== Exercise description ==
Restrict the output to the lines below starting at the one that contains "I'd appreciate your help finding the black microphone" and ending at the one that contains "I'd appreciate your help finding the elderly", and restate them word for word, both ends included.

== Record set ==
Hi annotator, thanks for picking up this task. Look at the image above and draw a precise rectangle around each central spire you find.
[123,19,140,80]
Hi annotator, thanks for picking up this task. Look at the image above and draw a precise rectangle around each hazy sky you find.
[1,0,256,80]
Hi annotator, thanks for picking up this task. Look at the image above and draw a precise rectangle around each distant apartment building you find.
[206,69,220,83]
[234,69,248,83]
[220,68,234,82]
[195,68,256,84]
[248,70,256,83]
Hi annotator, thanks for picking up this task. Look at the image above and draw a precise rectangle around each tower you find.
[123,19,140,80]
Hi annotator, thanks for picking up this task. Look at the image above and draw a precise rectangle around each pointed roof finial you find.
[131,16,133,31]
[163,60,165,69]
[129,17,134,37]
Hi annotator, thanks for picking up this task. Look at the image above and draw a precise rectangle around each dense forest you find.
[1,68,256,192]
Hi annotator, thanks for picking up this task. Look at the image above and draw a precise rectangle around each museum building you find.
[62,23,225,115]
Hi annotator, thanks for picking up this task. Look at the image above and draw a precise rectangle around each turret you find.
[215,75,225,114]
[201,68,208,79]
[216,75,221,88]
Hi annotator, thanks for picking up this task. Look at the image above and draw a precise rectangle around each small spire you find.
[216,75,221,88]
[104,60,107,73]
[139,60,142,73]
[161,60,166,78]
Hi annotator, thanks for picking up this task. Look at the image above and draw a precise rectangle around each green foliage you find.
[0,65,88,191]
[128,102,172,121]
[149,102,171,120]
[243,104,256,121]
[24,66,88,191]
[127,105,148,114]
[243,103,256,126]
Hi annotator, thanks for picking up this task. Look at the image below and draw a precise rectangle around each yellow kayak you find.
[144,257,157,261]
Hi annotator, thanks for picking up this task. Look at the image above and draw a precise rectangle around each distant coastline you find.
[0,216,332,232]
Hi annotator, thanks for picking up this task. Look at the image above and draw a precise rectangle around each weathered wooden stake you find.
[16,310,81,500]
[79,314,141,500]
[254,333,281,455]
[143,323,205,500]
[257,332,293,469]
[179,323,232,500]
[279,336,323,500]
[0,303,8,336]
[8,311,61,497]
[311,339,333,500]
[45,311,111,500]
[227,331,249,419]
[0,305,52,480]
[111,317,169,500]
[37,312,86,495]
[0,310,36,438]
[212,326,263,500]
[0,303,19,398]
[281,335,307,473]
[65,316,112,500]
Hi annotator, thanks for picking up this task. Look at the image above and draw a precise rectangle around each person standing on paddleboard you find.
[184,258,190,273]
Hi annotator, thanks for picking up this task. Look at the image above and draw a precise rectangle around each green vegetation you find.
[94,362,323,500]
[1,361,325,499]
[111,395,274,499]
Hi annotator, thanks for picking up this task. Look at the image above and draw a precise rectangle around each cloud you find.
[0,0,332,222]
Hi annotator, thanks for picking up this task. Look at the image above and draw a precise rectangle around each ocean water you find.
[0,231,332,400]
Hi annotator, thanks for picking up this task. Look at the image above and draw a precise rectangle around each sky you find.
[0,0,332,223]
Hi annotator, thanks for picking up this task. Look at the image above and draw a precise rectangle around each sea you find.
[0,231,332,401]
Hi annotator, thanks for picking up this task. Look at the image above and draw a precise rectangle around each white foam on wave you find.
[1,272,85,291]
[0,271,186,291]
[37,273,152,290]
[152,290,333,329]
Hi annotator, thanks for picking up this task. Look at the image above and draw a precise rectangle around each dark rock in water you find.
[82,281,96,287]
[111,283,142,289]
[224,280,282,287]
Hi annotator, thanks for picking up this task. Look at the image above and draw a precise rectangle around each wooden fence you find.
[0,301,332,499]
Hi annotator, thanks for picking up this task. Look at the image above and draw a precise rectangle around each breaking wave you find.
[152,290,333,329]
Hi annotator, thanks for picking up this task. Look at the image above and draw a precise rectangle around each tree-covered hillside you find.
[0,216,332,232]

...

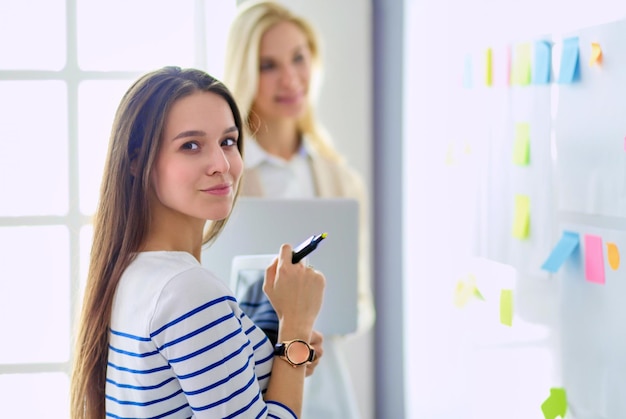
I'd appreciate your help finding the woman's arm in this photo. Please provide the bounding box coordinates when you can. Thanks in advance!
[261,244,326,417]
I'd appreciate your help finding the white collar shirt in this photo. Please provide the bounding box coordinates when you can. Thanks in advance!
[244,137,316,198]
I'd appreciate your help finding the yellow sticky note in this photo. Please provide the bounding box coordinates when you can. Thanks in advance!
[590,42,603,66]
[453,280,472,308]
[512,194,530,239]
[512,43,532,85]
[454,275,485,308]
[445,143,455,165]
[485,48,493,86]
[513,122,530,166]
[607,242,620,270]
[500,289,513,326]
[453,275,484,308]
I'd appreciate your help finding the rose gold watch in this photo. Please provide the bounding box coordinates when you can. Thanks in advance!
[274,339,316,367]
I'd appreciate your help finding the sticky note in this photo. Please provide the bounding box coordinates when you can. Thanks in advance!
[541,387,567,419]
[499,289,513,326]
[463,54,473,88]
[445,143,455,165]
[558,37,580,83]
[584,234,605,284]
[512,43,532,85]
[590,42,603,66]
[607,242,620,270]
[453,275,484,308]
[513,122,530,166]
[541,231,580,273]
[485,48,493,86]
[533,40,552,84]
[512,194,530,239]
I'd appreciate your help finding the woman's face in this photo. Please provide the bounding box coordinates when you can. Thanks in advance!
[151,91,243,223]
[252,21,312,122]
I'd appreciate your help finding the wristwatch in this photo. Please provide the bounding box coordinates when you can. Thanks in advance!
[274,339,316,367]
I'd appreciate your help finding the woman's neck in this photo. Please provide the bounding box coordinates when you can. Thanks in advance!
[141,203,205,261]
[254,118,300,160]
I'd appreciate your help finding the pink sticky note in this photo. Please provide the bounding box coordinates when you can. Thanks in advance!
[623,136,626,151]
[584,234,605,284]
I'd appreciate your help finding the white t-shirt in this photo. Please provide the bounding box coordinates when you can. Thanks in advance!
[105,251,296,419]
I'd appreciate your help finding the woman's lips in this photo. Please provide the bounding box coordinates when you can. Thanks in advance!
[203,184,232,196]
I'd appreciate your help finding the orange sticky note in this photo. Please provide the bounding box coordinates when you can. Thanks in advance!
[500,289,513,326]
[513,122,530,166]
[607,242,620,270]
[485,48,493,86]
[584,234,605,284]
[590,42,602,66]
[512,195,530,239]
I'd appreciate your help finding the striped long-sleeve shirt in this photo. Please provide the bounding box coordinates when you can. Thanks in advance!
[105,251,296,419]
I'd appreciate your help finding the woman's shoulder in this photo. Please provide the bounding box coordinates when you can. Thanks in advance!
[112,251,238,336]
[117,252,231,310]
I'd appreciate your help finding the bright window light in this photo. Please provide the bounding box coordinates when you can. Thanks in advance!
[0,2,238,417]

---

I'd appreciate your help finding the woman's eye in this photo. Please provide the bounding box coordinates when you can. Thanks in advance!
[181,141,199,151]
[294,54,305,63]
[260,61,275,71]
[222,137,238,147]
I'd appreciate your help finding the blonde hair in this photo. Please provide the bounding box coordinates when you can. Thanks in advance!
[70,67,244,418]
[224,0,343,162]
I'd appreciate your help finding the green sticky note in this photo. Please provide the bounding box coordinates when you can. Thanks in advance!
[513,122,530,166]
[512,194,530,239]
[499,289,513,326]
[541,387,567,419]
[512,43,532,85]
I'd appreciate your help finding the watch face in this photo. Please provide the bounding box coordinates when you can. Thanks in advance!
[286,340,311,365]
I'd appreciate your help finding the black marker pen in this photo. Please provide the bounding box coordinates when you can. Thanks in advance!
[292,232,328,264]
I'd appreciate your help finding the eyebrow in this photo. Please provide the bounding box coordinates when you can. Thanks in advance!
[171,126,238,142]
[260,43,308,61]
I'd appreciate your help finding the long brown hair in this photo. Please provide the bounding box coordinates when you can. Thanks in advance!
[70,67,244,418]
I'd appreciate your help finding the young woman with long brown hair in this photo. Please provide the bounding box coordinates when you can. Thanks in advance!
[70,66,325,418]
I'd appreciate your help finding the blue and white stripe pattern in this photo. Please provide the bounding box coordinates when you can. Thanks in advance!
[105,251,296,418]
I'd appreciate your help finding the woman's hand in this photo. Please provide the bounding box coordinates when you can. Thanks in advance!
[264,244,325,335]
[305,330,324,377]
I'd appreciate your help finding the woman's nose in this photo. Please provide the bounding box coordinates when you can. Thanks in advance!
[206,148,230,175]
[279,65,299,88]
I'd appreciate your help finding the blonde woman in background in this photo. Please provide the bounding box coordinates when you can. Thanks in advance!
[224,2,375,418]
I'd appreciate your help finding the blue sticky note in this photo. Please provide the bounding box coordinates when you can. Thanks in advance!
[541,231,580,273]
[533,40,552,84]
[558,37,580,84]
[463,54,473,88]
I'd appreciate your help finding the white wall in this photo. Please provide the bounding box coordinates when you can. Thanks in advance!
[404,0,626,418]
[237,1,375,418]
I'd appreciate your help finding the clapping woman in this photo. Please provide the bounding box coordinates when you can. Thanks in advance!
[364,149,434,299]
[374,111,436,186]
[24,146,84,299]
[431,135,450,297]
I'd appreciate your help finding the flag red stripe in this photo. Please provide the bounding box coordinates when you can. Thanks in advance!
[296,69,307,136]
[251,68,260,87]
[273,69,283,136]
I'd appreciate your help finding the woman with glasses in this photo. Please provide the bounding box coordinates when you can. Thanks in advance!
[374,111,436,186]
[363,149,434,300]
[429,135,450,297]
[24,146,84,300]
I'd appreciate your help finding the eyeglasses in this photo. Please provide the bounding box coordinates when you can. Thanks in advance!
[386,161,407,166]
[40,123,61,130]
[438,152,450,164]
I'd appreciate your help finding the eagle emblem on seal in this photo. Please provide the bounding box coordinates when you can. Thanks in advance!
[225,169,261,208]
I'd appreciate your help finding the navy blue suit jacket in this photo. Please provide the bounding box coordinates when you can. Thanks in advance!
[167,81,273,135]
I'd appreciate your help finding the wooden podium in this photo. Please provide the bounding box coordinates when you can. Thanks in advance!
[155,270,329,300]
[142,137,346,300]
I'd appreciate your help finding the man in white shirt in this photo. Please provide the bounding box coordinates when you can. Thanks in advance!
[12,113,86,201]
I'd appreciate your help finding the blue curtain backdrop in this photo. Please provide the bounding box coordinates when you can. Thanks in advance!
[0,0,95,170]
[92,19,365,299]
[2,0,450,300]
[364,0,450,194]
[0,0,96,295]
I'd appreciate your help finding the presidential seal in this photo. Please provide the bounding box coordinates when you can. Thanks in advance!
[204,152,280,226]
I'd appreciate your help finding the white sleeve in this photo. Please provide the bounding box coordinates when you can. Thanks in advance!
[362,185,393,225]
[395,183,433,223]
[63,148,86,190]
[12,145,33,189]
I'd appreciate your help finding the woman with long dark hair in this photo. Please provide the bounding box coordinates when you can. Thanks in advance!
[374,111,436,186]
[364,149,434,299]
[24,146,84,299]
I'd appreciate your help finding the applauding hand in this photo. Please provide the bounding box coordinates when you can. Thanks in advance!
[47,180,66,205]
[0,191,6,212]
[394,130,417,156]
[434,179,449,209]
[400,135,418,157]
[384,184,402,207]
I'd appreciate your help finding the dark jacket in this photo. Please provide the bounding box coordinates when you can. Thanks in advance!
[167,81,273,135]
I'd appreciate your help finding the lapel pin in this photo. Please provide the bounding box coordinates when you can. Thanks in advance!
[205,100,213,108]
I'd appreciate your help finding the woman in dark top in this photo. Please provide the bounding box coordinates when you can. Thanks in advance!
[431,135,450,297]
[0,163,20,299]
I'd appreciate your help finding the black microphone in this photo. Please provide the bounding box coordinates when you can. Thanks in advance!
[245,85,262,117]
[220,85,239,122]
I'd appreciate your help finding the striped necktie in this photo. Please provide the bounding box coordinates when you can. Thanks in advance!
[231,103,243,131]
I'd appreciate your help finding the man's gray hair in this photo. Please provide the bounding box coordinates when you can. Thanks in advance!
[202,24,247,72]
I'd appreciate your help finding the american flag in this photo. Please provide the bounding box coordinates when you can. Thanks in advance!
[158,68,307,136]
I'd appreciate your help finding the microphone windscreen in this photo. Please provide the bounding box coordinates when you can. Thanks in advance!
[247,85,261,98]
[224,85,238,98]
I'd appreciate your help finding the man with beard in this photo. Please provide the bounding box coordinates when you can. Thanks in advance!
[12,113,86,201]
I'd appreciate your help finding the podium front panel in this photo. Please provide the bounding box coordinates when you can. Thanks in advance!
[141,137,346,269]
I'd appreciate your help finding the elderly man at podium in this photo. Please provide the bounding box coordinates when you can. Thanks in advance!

== Answer box ==
I'd appreciate your help finding the black microphone in this photo. Please provide the bounding box coordinates when you can. Thanks in advance!
[245,85,262,117]
[220,85,239,122]
I'd appreciate your help finding the striped necktie in this photo. Please provide the bounding box coordinates when you can. Thanks in advance!
[231,103,243,131]
I'd appreciate your help finding the man's gray hair in this photo. Please provide the bounding box coordinates when you can. Thanks in advance!
[202,24,247,72]
I'd appreciate your help finding the american flag in this photo. Please provide the bounding box coordinates when you can. Thanks in advance!
[158,68,307,136]
I'd appreciate your help finding the microphone windscreen in this photo. Please provide the bounding box coordinates when you can. Thanks in advance!
[247,85,261,98]
[224,85,238,98]
I'd appreciate your help finding the man with beard in this photo. Please provide the bounding box coordinates when you can. Thanks in advance!
[12,113,86,201]
I'd appreciate your help finding the podium front panel in this photo. Please provide the bounding box coordinates when you can. Thanks in advance!
[141,137,346,269]
I'd appreciate your help finding the elderly man at podium in this photo. Please provide the bounding box coordinates when you can. Thanks in advance!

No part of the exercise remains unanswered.